#### Extrait fourni
Français, Homélies

Sixième dimanche de Pâques

Nous venons d’entendre le récit de la guérison d’un aveugle de naissance (Jn 9, 1-41). Nous qui avons la chance d’avoir la vue ne pouvons imaginer combien il est difficile pour un homme aveugle de vivre dans la société. Fermons nos yeux ne serait-ce qu’un instant, et mettons-nous dans la peau de cet homme aveugle de naissance et comprenons toute sa souffrance au quotidien ! Or, dans ce récit de l’évangéliste Jean le Théologien, notre Seigneur affirme que l’homme était aveugle de naissance « afin que les œuvres de Dieu soient révélées en lui » (Jn 9, 3). Le miracle du récit évangélique de ce dimanche est donc en fait une théophanie.

La piscine de Siloé n’est pas sans évoquer les fonts baptismaux et notre baptême

Il est significatif que dans ce récit, après avoir fait de la boue avec sa salive et l’avoir appliquée sur les yeux de l’aveugle, notre Seigneur l’envoie en disant : « Va te laver à la piscine de Siloé » (Jn 9, 7). Ce n’est qu’alors que l’aveugle reçut la vue. Nous savons de l’Évangile que le Christ guérissait les malades, les infirmes et les aveugles et ressuscitait les morts directement par sa simple parole. Pourquoi alors avait-Il besoin d’envoyer l’aveugle né à la piscine de Siloé ? Ce détail dans le récit de l’évangéliste Jean le Théologien n’est pas sans évoquer les fonts baptismaux et notre baptême. En cette période pascale qui tire à sa fin, notre Église poursuit à travers la lecture de l’Évangile de Jean sa réflexion mystagogique sur la signification spirituelle du mystère du baptême qui est à juste titre appelé « mystère de l’illumination ».

L’aveugle né est une figure du genre humain

Commentant ce passage, saint Augustin voit dans l’aveugle né une figure du genre humain. « C’est le genre humain qui est cet aveugle » dit-il, « car par le péché, cette cécité a frappé le premier homme, dont nous avons tous tiré une origine, non seulement de mort, mais encore d’iniquité… Tout homme est né aveugle selon l’esprit. S’il voit en effet, il n’a pas besoin de guide. Mais s’il a besoin de quelqu’un qui le guide et l’illumine, c’est donc qu’il est aveugle de naissance » (Homélies sur l’évangile de Jean XLIV-LIV).

#### Exercices proposés
[1] Résumez l'homélie en deux phrases.
[2] Poursuivez l'homélie sur l'aveugle de naissance à la suite de la citation de saint Augustin.
Ces données proviennent d'une autre source que l'homélie.

#### Données enregistrées
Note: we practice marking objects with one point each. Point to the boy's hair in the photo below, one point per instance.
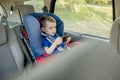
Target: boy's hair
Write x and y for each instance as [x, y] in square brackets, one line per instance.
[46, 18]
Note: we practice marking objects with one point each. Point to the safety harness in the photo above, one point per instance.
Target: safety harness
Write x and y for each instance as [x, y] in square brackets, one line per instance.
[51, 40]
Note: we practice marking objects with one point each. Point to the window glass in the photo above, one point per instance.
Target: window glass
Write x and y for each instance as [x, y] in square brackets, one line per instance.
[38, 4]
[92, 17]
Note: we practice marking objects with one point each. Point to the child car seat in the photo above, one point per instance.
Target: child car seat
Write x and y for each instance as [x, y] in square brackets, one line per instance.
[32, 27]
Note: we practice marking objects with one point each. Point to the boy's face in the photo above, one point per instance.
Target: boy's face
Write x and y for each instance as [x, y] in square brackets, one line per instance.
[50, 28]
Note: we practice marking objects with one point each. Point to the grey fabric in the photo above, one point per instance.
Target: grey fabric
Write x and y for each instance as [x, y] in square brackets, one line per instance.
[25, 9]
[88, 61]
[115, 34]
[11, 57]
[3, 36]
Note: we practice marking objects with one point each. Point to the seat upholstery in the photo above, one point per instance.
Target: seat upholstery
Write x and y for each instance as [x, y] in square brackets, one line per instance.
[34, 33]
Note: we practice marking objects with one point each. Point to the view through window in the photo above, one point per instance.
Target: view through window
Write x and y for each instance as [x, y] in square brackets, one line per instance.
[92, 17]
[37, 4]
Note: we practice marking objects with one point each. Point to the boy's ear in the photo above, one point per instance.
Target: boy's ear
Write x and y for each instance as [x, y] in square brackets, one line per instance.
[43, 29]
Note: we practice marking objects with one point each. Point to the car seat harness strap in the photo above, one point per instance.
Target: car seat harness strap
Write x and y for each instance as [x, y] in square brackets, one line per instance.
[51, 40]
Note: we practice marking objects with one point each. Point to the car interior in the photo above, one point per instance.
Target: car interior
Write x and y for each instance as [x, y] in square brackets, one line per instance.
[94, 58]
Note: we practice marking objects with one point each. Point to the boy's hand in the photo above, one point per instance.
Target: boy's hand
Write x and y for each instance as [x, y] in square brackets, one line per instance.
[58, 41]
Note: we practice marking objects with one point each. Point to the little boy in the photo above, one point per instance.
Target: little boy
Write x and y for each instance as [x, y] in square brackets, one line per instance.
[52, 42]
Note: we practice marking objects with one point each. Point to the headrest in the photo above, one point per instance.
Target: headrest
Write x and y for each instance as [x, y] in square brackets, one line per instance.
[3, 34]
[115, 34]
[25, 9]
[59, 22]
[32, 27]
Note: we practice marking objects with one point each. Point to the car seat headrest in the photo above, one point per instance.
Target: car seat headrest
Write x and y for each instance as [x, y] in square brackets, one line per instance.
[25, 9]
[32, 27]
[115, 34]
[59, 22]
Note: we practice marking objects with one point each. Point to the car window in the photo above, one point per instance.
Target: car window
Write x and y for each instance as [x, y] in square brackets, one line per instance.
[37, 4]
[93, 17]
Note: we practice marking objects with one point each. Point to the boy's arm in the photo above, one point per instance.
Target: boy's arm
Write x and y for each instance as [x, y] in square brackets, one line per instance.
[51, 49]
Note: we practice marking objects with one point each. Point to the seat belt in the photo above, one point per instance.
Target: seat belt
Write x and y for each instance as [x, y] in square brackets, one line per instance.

#### Exercices corrigés
[1] L'homélie présente la guérison de l'aveugle de naissance comme une théophanie, puisque le Seigneur affirme qu'il était aveugle afin que les œuvres de Dieu soient révélées en lui. L'envoi à la piscine de Siloé y évoque le baptême, appelé « mystère de l'illumination », et saint Augustin voit dans l'aveugle né une figure du genre humain, aveugle selon l'esprit à cause du péché du premier homme.

[2]
L’évangile, en parlant d’une cécité corporelle, veut nous enseigner quelque chose sur notre cécité spirituelle. Par le miracle de la guérison de l’aveugle né, il veut nous signifier notre guérison spirituelle. En effet, de notre état de pécheur, nous sommes tous des aveugles spirituellement parlant. Étant nés pécheurs, nous sommes tous des aveugles nés et pouvons donc nous reconnaître sous les traits de cet aveugle de naissance. C’est donc par notre baptême que nous avons été guéris de cet état de péché et c’est notre baptême qui nous a donné la vision spirituelle, celle qui est nécessaire pour discerner entre le bien et le mal, entre la rectitude et le péché.

Le Christ envoie l’aveugle se laver en signe du baptême par lequel Dieu nous recrée et nous donne sa lumière

Dans l’évangile d’aujourd’hui, le Christ affirme : « Pendant que je suis dans le monde, je suis la lumière du monde » (Jn 9, 5). Saint Ambroise de Milan souligne qu’en étant la lumière du monde, le Seigneur amène cette lumière au sein de la boue avec laquelle il guérit l’aveugle, cette même boue dont Dieu se sert pour créer l’homme dans le livre de la Genèse (cf. Gn 2,7). Le Christ envoie l’aveugle se laver en signe du baptême par lequel Dieu nous recrée et nous donne sa lumière. « Étant la lumière, Il a touché l’aveugle et Il l’a éclairé. Étant prêtre, Il a réalisé, sous le signe du baptême, les mystères de la grâce spirituelle. Qu’Il ait fait de la boue et qu’Il en ait enduit les yeux de l’aveugle, cela ne signifie rien d’autre que ceci : avec la boue qu’il lui applique, Il a rendu à la santé ce même homme qu’Il avait façonné avec de la boue. Cela signifie aussi que notre chair tirée de la boue reçoit la lumière de la vie éternelle par les mystères du baptême » (Lettre 80, 1-6. PL 16, 1271-1272).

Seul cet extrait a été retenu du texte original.